→ SUPPLIED TEXT:
┄┄┄┄┄┄

Team Group P30 240GB — Budget Boot Drive PCIe 3.0 NVMe

Posted on May 17, 2026 by Raymond Chen

The Team Group P30 240GB is a bare-minimum NVMe boot drive that trades capacity for cost, making it a practical drop-in upgrade for aging SATA-based desktops and laptops on a tight budget.

Team Group P30 240GB — Budget Boot Drive PCIe 3.0 NVMe

The Team Group P30 is an entry-level M.2 2280 NVMe SSD built on the PCIe 3.0 x4 interface. Team Group published limited technical documentation for this model — the NAND type is not specified in retail listings, and the controller is not publicly identified — but the drive's performance envelope places it in the DRAM-less, HMB-equipped budget segment. The 240 GB capacity is the smaller of the two SKUs offered, sitting below the 480 GB variant. The single-sided M.2 2280 PCB ensures fitment in thin laptops and ultrabooks that cannot accept double-sided drives.

┄┄┄┄┄┄

→ EXCERPTED RECORDS:
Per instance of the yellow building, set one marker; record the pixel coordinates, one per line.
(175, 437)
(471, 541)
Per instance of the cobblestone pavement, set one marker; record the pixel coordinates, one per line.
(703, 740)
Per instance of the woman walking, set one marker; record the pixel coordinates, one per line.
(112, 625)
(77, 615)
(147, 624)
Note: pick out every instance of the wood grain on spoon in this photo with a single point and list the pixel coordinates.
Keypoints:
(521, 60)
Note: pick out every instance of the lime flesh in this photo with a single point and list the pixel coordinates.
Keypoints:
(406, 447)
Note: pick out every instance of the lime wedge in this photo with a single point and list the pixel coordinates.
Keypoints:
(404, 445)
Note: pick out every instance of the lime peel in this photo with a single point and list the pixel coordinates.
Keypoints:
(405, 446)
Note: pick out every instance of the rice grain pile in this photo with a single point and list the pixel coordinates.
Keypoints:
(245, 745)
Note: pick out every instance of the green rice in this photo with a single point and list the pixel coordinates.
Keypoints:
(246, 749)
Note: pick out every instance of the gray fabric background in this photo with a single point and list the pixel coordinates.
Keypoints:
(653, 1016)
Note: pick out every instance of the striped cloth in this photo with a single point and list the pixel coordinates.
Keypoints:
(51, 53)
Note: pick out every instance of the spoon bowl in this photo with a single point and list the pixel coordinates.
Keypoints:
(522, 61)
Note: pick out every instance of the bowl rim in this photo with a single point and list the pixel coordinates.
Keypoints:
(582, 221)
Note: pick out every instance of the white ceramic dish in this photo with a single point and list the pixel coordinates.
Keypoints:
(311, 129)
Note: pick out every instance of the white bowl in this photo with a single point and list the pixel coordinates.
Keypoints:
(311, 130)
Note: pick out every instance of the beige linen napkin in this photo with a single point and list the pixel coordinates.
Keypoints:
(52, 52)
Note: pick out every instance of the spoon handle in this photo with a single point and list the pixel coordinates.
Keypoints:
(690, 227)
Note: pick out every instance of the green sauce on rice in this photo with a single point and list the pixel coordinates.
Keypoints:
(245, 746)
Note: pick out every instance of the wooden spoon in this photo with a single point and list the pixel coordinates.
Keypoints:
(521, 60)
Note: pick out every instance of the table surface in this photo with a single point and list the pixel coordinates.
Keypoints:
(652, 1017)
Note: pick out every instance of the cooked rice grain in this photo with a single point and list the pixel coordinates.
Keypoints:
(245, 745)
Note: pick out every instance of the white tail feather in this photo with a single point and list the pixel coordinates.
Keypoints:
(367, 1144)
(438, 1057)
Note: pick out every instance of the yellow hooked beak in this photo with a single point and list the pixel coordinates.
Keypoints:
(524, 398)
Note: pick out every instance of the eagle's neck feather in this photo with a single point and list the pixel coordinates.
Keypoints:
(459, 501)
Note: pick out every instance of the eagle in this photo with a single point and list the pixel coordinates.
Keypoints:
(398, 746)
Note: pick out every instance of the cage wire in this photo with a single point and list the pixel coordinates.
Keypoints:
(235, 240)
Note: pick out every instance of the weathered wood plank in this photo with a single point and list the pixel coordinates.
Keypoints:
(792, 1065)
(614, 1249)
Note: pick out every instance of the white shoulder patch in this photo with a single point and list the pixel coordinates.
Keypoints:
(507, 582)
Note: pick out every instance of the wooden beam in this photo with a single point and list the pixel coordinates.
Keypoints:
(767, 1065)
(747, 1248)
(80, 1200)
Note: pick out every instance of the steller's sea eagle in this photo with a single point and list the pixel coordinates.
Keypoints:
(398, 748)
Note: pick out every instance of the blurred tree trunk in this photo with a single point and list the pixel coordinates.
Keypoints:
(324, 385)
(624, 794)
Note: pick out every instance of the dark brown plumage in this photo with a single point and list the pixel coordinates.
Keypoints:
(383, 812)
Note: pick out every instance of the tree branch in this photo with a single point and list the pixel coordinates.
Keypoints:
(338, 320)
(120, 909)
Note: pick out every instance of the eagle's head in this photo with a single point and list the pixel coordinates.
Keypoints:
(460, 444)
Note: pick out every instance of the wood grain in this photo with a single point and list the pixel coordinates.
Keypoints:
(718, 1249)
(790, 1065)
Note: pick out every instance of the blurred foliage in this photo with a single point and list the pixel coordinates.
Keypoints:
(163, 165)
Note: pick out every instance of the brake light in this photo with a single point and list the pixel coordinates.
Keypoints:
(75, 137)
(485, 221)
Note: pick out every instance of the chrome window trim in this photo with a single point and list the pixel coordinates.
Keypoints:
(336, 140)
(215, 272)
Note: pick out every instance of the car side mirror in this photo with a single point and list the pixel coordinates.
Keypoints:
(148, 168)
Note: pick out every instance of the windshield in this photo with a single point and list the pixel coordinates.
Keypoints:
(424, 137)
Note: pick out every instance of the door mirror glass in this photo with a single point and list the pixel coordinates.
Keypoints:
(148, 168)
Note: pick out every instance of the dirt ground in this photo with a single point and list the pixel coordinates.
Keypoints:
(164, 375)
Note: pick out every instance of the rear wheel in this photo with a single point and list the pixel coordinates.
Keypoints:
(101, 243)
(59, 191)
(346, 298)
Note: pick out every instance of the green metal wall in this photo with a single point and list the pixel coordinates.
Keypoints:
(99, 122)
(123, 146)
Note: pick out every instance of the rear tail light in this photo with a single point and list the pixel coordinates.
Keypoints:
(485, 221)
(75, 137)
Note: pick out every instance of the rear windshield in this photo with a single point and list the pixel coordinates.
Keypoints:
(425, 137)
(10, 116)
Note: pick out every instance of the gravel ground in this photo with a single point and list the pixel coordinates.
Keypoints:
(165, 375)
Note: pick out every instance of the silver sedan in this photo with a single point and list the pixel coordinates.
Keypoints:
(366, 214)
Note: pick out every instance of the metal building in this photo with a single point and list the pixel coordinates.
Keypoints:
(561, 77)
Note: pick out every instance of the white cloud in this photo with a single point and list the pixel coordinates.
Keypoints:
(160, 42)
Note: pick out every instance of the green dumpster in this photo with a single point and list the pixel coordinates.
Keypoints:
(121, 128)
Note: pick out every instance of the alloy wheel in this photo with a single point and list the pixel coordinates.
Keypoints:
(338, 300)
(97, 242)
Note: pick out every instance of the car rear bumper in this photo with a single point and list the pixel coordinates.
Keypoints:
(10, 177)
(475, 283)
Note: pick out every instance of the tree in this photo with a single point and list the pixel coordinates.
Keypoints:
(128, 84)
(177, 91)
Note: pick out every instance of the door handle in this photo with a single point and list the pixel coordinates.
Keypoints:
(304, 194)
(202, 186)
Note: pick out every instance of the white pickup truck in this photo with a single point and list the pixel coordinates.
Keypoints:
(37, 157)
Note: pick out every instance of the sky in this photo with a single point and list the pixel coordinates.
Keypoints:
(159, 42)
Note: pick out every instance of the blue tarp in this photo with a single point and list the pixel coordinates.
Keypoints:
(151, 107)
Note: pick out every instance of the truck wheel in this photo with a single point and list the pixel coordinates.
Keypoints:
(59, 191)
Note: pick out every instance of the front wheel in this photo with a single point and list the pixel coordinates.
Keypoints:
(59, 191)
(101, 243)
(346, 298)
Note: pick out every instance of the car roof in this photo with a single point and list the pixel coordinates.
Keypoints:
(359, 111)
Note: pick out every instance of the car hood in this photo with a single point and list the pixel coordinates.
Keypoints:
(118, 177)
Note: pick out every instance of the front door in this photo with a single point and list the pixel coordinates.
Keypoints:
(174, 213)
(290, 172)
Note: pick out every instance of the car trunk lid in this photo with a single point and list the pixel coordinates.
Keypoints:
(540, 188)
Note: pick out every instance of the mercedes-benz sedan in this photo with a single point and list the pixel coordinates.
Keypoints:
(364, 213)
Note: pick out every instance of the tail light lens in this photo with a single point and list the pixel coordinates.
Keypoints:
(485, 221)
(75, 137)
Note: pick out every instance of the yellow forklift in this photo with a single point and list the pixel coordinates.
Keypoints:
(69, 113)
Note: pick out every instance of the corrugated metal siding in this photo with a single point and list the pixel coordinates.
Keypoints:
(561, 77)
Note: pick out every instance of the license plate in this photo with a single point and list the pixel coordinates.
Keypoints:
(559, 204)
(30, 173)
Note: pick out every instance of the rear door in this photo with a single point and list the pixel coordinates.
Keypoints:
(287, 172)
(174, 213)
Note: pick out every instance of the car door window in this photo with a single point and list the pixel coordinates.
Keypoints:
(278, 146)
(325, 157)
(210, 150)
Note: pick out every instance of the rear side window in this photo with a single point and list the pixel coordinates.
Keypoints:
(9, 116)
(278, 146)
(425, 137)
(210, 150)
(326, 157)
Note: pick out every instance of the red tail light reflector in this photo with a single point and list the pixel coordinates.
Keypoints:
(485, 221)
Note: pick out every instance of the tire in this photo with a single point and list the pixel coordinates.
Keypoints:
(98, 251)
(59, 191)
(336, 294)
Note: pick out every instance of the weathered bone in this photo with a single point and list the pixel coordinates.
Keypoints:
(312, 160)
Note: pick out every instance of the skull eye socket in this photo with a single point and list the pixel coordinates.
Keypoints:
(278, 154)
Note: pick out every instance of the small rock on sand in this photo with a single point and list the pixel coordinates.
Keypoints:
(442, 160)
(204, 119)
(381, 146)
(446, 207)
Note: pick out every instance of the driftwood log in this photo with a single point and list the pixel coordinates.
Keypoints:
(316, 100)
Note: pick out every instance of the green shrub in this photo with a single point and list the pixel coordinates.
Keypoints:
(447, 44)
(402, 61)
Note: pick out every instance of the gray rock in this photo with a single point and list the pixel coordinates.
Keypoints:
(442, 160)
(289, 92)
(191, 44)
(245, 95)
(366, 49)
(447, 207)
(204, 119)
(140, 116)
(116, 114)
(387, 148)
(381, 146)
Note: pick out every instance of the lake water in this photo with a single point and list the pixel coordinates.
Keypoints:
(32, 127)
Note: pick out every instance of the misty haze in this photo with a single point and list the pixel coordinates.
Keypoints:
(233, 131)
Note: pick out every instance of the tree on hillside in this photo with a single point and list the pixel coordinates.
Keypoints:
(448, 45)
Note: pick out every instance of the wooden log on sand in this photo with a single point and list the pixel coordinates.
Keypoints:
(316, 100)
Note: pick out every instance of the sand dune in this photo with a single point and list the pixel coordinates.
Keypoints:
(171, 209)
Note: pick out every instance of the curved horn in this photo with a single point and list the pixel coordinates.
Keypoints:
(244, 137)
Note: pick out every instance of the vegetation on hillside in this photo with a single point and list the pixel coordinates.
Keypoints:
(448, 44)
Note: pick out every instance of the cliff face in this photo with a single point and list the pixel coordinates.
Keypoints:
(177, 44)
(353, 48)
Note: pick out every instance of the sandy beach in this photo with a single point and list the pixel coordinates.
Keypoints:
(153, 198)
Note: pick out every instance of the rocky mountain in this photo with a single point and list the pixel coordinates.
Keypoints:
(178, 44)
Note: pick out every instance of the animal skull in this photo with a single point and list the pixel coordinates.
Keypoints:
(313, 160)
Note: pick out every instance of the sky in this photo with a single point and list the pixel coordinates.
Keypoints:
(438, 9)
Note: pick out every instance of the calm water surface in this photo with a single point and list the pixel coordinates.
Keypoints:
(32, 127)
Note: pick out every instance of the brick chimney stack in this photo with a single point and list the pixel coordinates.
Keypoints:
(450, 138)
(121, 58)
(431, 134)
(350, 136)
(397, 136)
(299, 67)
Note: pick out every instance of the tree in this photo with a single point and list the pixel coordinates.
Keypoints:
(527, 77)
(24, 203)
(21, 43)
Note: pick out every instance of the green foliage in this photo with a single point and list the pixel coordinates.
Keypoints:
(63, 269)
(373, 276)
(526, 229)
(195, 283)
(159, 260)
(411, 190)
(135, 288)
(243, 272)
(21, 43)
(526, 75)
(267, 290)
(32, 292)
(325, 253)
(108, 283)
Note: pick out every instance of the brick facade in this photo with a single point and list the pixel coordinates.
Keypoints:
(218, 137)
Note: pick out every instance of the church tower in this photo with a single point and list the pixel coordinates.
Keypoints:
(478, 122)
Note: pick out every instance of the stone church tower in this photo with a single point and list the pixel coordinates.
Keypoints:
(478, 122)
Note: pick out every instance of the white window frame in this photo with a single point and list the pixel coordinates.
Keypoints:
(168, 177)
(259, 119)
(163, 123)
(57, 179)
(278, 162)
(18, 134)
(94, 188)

┄┄┄┄┄┄

→ ASSIGNMENT: Decide whether each statement agrees with the Team Group P30 text, answering yes or no and quoting the words that settle it. (a) The 240 GB version is the larger of the two SKUs. (b) The drive uses the PCIe 3.0 x4 interface. (c) Retail listings state the NAND type.

→ YOUR SOLUTION:
(a) No: "The 240 GB capacity is the smaller of the two SKUs offered"
(b) Yes: "built on the PCIe 3.0 x4 interface"
(c) No: "the NAND type is not specified in retail listings"